▶ **Task instructions**:
• 1. Please copy the street racing thread starting at "Take it to the" and ending at "going off cliffs.", swapping "cliffs" for "ledges".
• 2. Name every distinct username that appears as a post header in the street racing thread.

═════ Provided text ═════

How is running on an open road a controlled environment? You can't control who is coming around the corner.

Take it to the track. Yes, incidents occur at tracks too, but at least everyone there is a willing participant and there is no chance of hitting trees or going off cliffs.


----------



## sr20racer (Jun 29, 2002)

If people want to "street race" they will no matter what the dangers.


----------



## Token Moron (Mar 28, 2003)

^yea....that one is VERY true. and when i go on my canyon adventures, i dont speed around them sharp corners cuz even i dont know whats coming.....but i do admit i do accelerate when im alone and i can see a good ways ahead of me and there is no danger. i dont canyon race...thats a bad choice of words, i just like driving a bit faster than usual around the canyons


----------



## morepower2 (Apr 19, 2002)

sr20racer said:


> If people want to "street race" they will no matter what the dangers.


I always wanted to ask you, what the hell is your avitar?

Mike


----------



## sr20racer (Jun 29, 2002)

morepower2 said:


> I always wanted to ask you, what the hell is your avitar?
> 
> Mike


LOL, my friend put it up there when Goldmember came out and I have never bothered to replace it with something else.


----------



## morepower2 (Apr 19, 2002)

sr20racer said:


> LOL, my friend put it up there when Goldmember came out and I have never bothered to replace it with something else.


I didn't see that movie, is it Mike Myers?

Mike


----------



## sr20racer (Jun 29, 2002)

Yeah, it is the 3rd Austin Powers movie, it is Mike Meyers. If I wasn't such a computer retard I would re-size another image and replace it. :fluffy:


----------



## morepower2 (Apr 19, 2002)

sr20racer said:


> Yeah, it is the 3rd Austin Powers movie, it is Mike Meyers. If I wasn't such a computer retard I would re-size another image and replace it. :fluffy:


Its not that hard, I forgot how though, did around in the control panel. I am a coumputer reatard also.

Mike


----------



## atomicbomberman (Jul 6, 2002)

═════ Extracted records ═════

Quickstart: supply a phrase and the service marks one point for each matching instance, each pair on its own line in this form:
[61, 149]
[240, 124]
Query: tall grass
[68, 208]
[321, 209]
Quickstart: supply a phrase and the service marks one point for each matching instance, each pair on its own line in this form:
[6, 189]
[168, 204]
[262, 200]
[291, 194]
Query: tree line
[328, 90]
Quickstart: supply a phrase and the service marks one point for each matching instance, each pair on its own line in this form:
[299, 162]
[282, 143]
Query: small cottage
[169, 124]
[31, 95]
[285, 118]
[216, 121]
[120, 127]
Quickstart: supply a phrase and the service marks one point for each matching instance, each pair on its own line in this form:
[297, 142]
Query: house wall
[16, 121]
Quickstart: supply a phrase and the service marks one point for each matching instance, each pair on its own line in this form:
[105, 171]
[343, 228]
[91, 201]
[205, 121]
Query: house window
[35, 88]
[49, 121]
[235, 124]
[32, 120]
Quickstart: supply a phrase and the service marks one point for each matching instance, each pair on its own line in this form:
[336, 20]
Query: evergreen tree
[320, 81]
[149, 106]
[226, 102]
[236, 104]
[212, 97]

═════

▶ **Completed exercise**:
• 1.
Take it to the track. Yes, incidents occur at tracks too, but at least everyone there is a willing participant and there is no chance of hitting trees or going off ledges.

• 2.
sr20racer
Token Moron
morepower2
atomicbomberman